F1rst have rejected my appeal to them (surprise surprise) and so now I am doing a 'real' appeal through the POPLA process.

I have a few questions:
> If the NtK fails do I need to supply a copy of the NtK as 'evidence' or do the POPLA people have a copy of this automatically?

> I get the impression from other posts here that I need to put the appeal in as late as possible (so they can't regenerate a NtK?). I received my rejection letter and popla code on Dec 2nd, people have referenced somewhere I can check the actual deadline on the popla website but I have been looking around and can't find anything - has this been taken down?

> They claim in their rejection letter that "The charge is based on a pre-estimate of loss, and has been calculated using our company records (which are publicly available). The Parking Charge amounts are calculated in conjunction with the landholder, and have been approved and prescribed by the British Parking Association. First Parking does not believe that it would be proportionate to supply our calculations relating to Parking Charges at this time. It should be noted that it is commonly held that any pre-estimate of loss need only be rough and ready."
- I have a feeling this is mostly waffle trying to scare me but should I definitely still include the 'no genuine pre-estimate of loss' in my appeal? A lot of the appeals lately do seem to be allowed because of this point but I am a bit worried about if F1rst have evidence up their sleeve!

> In terms of pages - when is an appeal too long? I have brought together an appeal from a few posts I have already found on here but it is at 3 pages - is this too much?


Here is my appeal, incase anyone does feel nice enough to read over it. To be honest points 3 and 4 are me clutching at straws and I'm hoping for 1. or 2. :

As the registered keeper of the vehicle, registration number XXXXXX at the time of the incident, I wish to appeal against the parking charge issued by F1rst Parking LLP.

My appeal is based on the following grounds.

1. No breach of contract and no genuine pre-estimate of loss.
2. No Keeper Liability
3. Contract with the landowner – no locus standi.
4. Unclear and non-compliant signage, forming no contract with drivers.

• [Tasks and exercises]
- 1) Answer these questions from the parking appeal post:
(a) On what date did the writer receive the rejection letter and POPLA code?
(b) According to the rejection letter, who approved and prescribed the Parking Charge amounts?
(c) How many pages long is the writer's appeal?
- 2) Copy out word for word the stretch of the parking appeal post from "As the registered" through "the following grounds.".

• [Listing]
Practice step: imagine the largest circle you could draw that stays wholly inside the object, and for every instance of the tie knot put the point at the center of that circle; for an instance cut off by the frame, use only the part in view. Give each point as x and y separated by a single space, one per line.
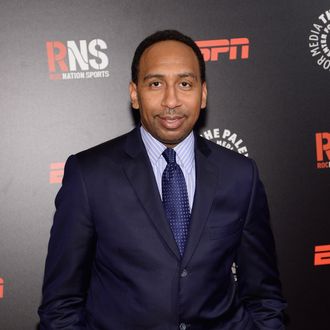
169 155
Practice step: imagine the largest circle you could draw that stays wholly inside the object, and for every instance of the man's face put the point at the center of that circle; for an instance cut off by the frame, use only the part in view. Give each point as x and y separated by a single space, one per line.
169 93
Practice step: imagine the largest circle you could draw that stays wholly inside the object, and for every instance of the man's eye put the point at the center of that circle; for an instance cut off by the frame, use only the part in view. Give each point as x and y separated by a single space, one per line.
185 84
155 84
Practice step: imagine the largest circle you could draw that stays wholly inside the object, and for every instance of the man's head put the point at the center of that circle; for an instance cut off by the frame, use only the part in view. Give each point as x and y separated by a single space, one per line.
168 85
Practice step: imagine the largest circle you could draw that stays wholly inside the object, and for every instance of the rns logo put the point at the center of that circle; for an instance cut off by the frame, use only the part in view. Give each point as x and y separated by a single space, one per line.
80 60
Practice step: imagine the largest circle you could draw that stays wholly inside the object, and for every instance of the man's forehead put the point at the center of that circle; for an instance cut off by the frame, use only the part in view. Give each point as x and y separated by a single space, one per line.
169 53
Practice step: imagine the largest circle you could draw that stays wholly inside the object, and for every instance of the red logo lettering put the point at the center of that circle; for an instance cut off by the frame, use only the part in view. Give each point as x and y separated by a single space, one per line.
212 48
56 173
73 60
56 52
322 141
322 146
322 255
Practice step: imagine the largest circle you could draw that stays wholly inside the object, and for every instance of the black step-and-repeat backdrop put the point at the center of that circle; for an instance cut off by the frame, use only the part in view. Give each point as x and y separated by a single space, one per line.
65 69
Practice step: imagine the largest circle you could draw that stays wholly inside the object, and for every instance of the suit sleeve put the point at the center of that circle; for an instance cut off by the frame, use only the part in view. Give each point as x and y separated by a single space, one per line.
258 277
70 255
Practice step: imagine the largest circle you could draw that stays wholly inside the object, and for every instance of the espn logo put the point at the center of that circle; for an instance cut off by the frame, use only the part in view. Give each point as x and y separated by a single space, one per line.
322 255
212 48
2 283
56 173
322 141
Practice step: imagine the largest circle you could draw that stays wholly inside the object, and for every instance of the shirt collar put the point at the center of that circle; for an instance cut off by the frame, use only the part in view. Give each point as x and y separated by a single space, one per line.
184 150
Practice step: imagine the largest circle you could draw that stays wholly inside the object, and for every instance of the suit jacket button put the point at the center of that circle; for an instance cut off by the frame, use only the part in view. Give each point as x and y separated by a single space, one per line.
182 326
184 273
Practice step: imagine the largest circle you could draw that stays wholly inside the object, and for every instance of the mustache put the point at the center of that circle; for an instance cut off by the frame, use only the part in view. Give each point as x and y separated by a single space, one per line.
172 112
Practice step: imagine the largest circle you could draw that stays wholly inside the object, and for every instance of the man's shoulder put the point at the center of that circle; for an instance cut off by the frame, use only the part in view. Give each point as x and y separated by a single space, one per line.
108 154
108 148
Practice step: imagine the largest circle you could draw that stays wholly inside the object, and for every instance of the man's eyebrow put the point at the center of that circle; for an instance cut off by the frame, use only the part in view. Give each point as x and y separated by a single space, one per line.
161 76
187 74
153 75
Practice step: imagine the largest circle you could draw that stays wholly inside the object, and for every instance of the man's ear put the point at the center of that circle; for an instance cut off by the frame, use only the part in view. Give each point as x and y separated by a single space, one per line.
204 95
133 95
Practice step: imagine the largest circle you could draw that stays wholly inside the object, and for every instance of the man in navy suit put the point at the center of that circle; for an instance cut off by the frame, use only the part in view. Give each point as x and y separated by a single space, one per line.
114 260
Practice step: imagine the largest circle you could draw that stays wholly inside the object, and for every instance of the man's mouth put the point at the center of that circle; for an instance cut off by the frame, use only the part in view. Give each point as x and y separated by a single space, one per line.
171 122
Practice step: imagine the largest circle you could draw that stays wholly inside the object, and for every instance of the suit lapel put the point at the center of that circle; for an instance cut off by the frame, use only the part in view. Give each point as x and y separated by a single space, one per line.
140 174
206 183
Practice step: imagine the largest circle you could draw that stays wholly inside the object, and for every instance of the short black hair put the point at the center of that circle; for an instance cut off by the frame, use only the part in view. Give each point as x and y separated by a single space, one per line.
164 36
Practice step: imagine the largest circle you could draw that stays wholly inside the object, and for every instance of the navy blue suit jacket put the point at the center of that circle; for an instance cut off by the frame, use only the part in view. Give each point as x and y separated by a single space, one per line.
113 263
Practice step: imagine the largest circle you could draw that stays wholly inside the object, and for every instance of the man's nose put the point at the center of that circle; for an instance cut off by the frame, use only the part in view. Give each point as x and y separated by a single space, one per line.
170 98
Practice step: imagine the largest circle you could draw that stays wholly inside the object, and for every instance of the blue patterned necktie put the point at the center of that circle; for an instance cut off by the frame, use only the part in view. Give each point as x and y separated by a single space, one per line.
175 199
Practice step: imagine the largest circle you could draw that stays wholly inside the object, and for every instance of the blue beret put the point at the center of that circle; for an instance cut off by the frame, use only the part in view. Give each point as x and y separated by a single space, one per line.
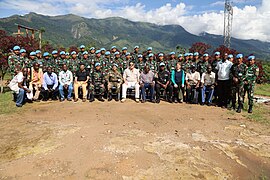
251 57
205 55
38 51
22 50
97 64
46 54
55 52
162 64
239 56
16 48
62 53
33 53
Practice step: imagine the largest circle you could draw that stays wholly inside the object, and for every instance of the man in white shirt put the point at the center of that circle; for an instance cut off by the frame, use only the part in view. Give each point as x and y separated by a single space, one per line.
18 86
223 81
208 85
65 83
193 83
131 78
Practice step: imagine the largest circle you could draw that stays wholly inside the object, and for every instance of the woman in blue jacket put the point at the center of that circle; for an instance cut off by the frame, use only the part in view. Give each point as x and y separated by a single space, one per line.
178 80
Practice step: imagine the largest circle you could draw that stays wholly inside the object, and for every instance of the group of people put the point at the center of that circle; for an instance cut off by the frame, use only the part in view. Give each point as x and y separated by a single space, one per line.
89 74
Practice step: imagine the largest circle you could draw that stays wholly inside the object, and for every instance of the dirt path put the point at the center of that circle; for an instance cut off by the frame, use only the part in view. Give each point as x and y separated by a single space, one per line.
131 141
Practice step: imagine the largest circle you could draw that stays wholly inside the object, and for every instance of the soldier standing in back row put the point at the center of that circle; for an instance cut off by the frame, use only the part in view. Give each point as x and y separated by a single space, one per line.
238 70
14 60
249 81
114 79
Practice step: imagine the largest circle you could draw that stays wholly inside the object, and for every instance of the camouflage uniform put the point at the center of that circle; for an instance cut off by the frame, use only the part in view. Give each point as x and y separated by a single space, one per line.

• [In response]
- 1)
(a) Dec 2nd
(b) The British Parking Association
(c) 3 pages

- 2)
As the registered keeper of the vehicle, registration number XXXXXX at the time of the incident, I wish to appeal against the parking charge issued by F1rst Parking LLP.

My appeal is based on the following grounds.